--- Request 1 ---
Recast the stretch of entries from the start of the entries through the line containing "990 8 L 990" as a two-column CSV with columns "prompt" and "answer". Give one row per entry, with its text and its answer each in a single quoted field and line breaks replaced by spaces.

Issue Date: November 28, 2004
Nic Cage meets his match
In the action-comedy "National Treasure," classy Diane Kruger sheds her usual glamour to play a caustic historian.
By Ross Cohen
Diane Kruger is the most beautiful specimen ever to wake up at 5:30 in the morning and deliver the newspaper. Save yourself a vigil by the mailbox, however; that was more than a decade ago, along a sparse route in her native Hildesheim, Germany. Since then, Kruger, 28, has done well on the flip side of periodical distribution, first gracing the covers of fashion magazines as a ballerina-turned-model and then, more recently, creeping onto entertainment pages as the seductive starlet in movies such as "Troy" and "Wicker Park."
Now, in Jerry Bruckheimer's high-octane "National Treasure," about a man (Nicolas Cage) who plots to steal the Declaration of Independence to obtain a treasure map rumored to be on the back, Kruger will, for the first time for American audiences, exchange her tropical blue stare and pirouetting skills for sarcastic wit and a comedic sensibility.
Over a can of Diet Coke (with a straw), Kruger, who lives in Paris, admits the American beauty ideal can still scare this globetrotting cover girl. She gushes over her male leads thus far -- a list that reads like an inventory of the postered walls of teenage girls: Troy's Brad Pitt (he's "like a rock star"), "Wicker Park's" Josh Hartnett ("perfect, like a dream") and now Treasure's Cage ("not necessarily this attractive guy, but he's charismatic").

--- Raw records ---

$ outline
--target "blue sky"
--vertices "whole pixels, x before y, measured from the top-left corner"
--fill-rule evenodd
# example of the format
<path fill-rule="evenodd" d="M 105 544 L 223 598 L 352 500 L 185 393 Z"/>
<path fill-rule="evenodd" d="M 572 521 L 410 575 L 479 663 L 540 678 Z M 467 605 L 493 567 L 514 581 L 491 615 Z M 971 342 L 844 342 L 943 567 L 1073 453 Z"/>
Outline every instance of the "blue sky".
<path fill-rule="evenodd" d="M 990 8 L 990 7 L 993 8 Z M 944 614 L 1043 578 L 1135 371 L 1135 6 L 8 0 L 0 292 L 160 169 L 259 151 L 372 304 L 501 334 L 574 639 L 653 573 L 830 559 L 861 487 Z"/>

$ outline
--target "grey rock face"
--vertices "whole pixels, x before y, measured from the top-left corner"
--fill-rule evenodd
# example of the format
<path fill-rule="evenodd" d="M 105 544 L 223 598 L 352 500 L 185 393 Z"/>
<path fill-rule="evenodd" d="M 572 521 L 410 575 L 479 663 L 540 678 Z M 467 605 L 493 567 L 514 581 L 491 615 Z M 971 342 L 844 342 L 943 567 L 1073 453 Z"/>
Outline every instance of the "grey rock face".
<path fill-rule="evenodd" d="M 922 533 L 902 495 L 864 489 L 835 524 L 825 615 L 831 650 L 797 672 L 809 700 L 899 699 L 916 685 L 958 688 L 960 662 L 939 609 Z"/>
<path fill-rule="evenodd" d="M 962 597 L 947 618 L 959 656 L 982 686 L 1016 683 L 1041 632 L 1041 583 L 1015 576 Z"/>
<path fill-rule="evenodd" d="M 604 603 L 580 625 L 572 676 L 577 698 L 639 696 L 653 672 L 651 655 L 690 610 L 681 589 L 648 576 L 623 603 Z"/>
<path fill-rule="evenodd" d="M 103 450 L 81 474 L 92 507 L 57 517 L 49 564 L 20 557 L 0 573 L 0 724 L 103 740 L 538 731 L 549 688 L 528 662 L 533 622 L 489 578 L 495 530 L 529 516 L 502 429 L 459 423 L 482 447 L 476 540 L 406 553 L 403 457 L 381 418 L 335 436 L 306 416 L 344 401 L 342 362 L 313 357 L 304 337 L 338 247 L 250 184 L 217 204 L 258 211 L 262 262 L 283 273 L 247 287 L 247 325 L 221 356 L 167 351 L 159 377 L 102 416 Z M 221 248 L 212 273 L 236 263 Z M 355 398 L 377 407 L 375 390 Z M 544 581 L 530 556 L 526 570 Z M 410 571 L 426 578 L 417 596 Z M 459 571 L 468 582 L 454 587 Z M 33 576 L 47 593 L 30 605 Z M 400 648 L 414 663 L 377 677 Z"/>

--- Request 2 ---
Print the stretch of the article from "By Ross Cohen" through "a comedic sensibility.".

--- Worked solution 1 ---
prompt,answer
"$ outline --target ""blue sky"" --vertices ""whole pixels, x before y, measured from the top-left corner"" --fill-rule evenodd # example of the format <path fill-rule=""evenodd"" d=""M 105 544 L 223 598 L 352 500 L 185 393 Z""/> <path fill-rule=""evenodd"" d=""M 572 521 L 410 575 L 479 663 L 540 678 Z M 467 605 L 493 567 L 514 581 L 491 615 Z M 971 342 L 844 342 L 943 567 L 1073 453 Z""/> Outline every instance of the ""blue sky"".","<path fill-rule=""evenodd"" d=""M 990 8 L 990 7 L 993 8 Z M 944 614 L 1043 578 L 1135 371 L 1135 6 L 8 0 L 0 292 L 160 169 L 259 151 L 372 304 L 501 334 L 574 639 L 653 573 L 830 559 L 861 487 Z""/>"

--- Worked solution 2 ---
By Ross Cohen
Diane Kruger is the most beautiful specimen ever to wake up at 5:30 in the morning and deliver the newspaper. Save yourself a vigil by the mailbox, however; that was more than a decade ago, along a sparse route in her native Hildesheim, Germany. Since then, Kruger, 28, has done well on the flip side of periodical distribution, first gracing the covers of fashion magazines as a ballerina-turned-model and then, more recently, creeping onto entertainment pages as the seductive starlet in movies such as "Troy" and "Wicker Park."
Now, in Jerry Bruckheimer's high-octane "National Treasure," about a man (Nicolas Cage) who plots to steal the Declaration of Independence to obtain a treasure map rumored to be on the back, Kruger will, for the first time for American audiences, exchange her tropical blue stare and pirouetting skills for sarcastic wit and a comedic sensibility.